_EXERCISE REQUIREMENTS_.
From the first line to the last, return the material exactly.
*** Opening of THE RECORDS ***
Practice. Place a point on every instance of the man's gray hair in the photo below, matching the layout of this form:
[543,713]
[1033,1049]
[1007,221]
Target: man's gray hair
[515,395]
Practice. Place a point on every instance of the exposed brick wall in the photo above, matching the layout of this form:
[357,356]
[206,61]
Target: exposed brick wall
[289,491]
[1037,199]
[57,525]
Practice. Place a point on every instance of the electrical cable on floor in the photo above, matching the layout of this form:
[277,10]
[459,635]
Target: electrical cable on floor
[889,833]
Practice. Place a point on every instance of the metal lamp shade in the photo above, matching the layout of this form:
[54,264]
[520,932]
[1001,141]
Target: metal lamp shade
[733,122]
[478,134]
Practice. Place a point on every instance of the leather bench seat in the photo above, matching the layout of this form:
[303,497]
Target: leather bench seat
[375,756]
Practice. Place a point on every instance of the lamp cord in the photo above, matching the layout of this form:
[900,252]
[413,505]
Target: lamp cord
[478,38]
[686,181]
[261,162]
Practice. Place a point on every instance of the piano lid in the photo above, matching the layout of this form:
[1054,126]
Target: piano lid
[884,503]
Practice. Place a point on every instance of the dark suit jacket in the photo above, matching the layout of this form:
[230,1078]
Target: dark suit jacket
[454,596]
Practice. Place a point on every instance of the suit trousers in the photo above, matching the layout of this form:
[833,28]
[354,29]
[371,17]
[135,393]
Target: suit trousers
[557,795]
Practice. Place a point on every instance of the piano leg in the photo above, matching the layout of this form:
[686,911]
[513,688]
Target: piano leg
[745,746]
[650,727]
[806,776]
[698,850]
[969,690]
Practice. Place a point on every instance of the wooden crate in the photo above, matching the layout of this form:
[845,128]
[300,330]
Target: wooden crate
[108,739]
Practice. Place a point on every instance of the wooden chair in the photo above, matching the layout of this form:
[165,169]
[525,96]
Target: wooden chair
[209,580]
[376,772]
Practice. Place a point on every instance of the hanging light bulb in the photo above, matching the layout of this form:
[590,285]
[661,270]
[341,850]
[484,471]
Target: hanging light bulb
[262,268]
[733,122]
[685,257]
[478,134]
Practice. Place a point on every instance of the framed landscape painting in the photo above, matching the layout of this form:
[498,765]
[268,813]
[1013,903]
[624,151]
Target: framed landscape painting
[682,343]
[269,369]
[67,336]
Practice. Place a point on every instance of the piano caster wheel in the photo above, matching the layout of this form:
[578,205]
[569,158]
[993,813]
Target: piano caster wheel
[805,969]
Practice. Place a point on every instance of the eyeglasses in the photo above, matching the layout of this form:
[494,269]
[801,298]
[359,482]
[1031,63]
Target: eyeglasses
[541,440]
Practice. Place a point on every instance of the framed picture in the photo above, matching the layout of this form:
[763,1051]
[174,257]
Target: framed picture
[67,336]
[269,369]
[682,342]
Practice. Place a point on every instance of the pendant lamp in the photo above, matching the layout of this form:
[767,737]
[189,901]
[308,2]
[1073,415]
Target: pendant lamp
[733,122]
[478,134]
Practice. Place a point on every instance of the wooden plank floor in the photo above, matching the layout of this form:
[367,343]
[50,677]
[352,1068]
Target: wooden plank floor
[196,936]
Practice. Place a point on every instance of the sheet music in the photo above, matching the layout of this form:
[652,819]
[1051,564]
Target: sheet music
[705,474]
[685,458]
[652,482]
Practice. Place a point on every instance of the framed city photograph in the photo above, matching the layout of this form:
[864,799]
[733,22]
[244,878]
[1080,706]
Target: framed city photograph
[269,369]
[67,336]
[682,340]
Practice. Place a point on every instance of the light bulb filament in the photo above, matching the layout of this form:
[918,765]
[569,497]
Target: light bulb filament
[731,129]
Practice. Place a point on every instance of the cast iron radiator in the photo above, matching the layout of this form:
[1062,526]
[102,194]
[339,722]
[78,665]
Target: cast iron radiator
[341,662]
*** Close of THE RECORDS ***
_COMPLETED EXERCISE_.
Practice. Place a point on every instance of the man's gray hair in the photo below, matching the layout of this form:
[543,713]
[1033,1049]
[1007,221]
Target: man's gray hair
[515,395]
Practice. Place a point on every instance of the exposed brick wall in the photo above, matching the layout of this form:
[357,356]
[206,61]
Target: exposed brick wall
[289,491]
[1037,199]
[57,525]
Practice. Place a point on every instance of the electrical cable on floor in the photo above, matching the layout of this form:
[277,10]
[459,635]
Target: electrical cable on floor
[889,833]
Practice. Place a point on every instance of the metal lamp shade in the photo above, matching the layout of this form:
[54,264]
[520,932]
[1001,141]
Target: metal lamp shade
[733,122]
[478,134]
Practice. Place a point on every instance of the leather bench seat in the photo above, matching the layout of this form:
[303,497]
Target: leather bench seat
[375,756]
Practice. Place a point on every instance of the lamp cord in the photo above, matching the layout of this form:
[900,252]
[413,505]
Target: lamp cord
[478,38]
[686,181]
[261,162]
Practice. Place a point on every instance of the piano lid in the photo above, matching the layout of this form:
[1054,126]
Target: piano lid
[884,503]
Practice. Place a point on every instance of the dark suit jacket in the photo above, matching the layout of this form:
[230,1078]
Target: dark suit jacket
[454,596]
Practice. Place a point on every instance of the suit trousers in the photo above, matching the layout of this form:
[833,28]
[354,29]
[371,17]
[135,393]
Target: suit trousers
[557,795]
Practice. Place a point on every instance of the piano leg in the photo above, matching the layout of this form:
[686,911]
[513,688]
Target: piano leg
[745,746]
[650,727]
[806,776]
[698,850]
[969,690]
Practice. Place a point on every instance of the wooden crate in the photo above, matching the layout of this form:
[845,128]
[300,330]
Target: wooden crate
[108,739]
Practice. Place a point on every instance of the wooden chair in the photo above, matching the layout of this form:
[165,169]
[525,96]
Target: wooden chair
[209,580]
[376,772]
Practice. Place a point on every instance of the hanging light bulb in the photo above, matching the layout of this form:
[590,285]
[661,270]
[341,850]
[484,471]
Target: hanging light bulb
[262,268]
[733,122]
[685,257]
[478,134]
Practice. Place a point on every instance of the framed landscape painting in the photo above, matching the layout of this form:
[498,765]
[268,813]
[1013,903]
[624,151]
Target: framed landscape painting
[682,343]
[269,369]
[67,336]
Practice. Place a point on every instance of the piano caster wheel in the photo above, matching the layout of this form:
[578,205]
[569,158]
[993,813]
Target: piano caster wheel
[805,969]
Practice. Place a point on every instance of the eyeglasses in the photo above, matching the layout of this form:
[494,269]
[801,298]
[359,482]
[1031,63]
Target: eyeglasses
[541,440]
Practice. Place a point on every instance of the framed picture in the photo above, matching the layout of this form:
[763,1051]
[174,257]
Target: framed picture
[67,336]
[269,369]
[682,342]
Practice. Place a point on every instance of the pendant lamp in the photo above, matching the layout of this form:
[767,737]
[189,901]
[308,2]
[1073,415]
Target: pendant lamp
[733,122]
[478,134]
Practice. Place a point on every instance of the wooden plank floor in the photo above, matching the layout of this form:
[367,343]
[50,677]
[352,1068]
Target: wooden plank floor
[196,936]
Practice. Place a point on every instance of the sheet music in the photo above, matching the layout of this form:
[652,819]
[1051,564]
Target: sheet music
[705,474]
[685,458]
[652,482]
Practice. Place a point on every instance of the framed city photograph in the photo above, matching the layout of this form:
[864,799]
[733,22]
[244,878]
[1080,706]
Target: framed city photograph
[269,369]
[67,336]
[682,340]
Practice. Place a point on every instance of the light bulb filament in the photo above, matching the layout of this form:
[918,765]
[569,497]
Target: light bulb filament
[731,129]
Practice. Place a point on every instance of the cast iron radiator in the photo above, matching the layout of this form:
[1062,526]
[102,194]
[339,722]
[78,665]
Target: cast iron radiator
[341,662]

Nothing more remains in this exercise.